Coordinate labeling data

--

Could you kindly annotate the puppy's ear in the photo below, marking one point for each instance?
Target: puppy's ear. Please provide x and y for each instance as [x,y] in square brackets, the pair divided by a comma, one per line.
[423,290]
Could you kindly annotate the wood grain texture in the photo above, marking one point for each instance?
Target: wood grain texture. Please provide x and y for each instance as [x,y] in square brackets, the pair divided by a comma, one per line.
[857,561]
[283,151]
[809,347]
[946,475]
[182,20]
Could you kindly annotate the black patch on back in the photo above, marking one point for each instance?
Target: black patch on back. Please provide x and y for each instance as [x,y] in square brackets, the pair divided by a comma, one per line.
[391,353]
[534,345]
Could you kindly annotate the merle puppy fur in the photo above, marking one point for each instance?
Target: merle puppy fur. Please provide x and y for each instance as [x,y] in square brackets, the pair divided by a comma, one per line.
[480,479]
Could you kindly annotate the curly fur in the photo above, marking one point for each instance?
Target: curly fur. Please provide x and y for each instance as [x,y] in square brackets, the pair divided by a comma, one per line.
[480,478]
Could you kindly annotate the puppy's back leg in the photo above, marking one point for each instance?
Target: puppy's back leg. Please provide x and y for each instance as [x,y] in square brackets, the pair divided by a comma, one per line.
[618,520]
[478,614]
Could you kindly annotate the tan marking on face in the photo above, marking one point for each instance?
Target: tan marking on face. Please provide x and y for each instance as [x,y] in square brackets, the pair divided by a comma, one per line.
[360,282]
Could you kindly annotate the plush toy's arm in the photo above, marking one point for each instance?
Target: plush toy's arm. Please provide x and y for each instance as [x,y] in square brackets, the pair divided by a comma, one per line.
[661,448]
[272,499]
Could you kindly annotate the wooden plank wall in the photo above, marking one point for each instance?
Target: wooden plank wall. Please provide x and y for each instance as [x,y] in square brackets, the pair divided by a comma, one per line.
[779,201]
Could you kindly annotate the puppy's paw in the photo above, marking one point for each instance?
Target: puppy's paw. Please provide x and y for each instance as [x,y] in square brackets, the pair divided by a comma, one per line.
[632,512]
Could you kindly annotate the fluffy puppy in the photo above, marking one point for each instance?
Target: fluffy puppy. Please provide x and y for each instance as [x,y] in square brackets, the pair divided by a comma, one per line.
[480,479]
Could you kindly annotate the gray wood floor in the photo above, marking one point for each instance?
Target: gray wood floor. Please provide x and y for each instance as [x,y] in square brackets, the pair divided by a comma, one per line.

--

= Challenge =
Quote the listing above word for word, keeping every line in its original order.

= Final result =
Could you kindly annotate the puppy's ear in the photo below, marking one point for each instance?
Target: puppy's ear. Please provide x and y for each instance as [x,y] in square brackets, the pair divided by a comma, one per line.
[423,290]
Could you kindly annotate the wood grain texture in the photo above, marking one point for each instance?
Target: wood grain texture. Please provide x and y for each instance as [x,y] in square brackets, the pair divided by a comma, one per line.
[857,561]
[283,151]
[809,347]
[946,475]
[182,20]
Could you kindly annotate the black patch on back in the photo above, marking one point for each instance?
Target: black patch on back. Please provide x and y for each instance as [x,y] in square brackets, the pair divided by a comma, one per line.
[391,353]
[534,345]
Could you kindly annotate the merle puppy fur in the photo above, marking one point for each instance?
Target: merle puppy fur. Please provide x and y for each instance as [x,y] in square brackets, the pair divided by a comma, one per line.
[480,479]
Could you kindly annotate the curly fur in the photo above, marking one point for each instance?
Target: curly fur. Please provide x and y for each instance as [x,y] in square brackets, the pair divided by a comma, one per line.
[480,478]
Could you kindly annotate the puppy's back leg in the photo above, marking one point for each instance?
Target: puppy's back leg. Please provide x and y for each instance as [x,y] in square brackets, the pair divided by a comma, one per line.
[618,520]
[478,614]
Could you kindly annotate the tan marking on face in the photo above, marking one point for each instance?
Target: tan marking on face. Please provide x and y for each instance as [x,y] in square brackets, the pair divided by a comma, one per line.
[360,282]
Could you kindly annotate the plush toy's arm in the photo above, marking one point for each instance?
Target: plush toy's arm. Please provide x and y for each instance as [x,y] in square brackets, the pair divided by a comma, one per line.
[661,448]
[272,499]
Could you kindly annotate the wooden plank wall in the photo above, marking one point for each instance?
Target: wooden plank wall. Please provide x and y for each instance as [x,y] in square brackets, the pair divided by a comma, one per line.
[779,201]
Could you kindly annotate the puppy's paw in the photo above, marking one point for each instance?
Target: puppy's paw. Please provide x and y for each instance as [x,y] in square brackets, the pair divided by a comma, one per line.
[632,512]
Could you kindly annotate the fluffy puppy in the photo above, marking one point for each instance?
Target: fluffy puppy. Please provide x and y for each instance as [x,y] in square brackets, the pair divided by a comma, one per line.
[480,479]
Could you kindly annotate the gray wood floor in the photo above, marking one point for each instance?
Target: gray wood floor. Please provide x and y for each instance as [x,y] in square brackets, the pair divided by a comma, one per line.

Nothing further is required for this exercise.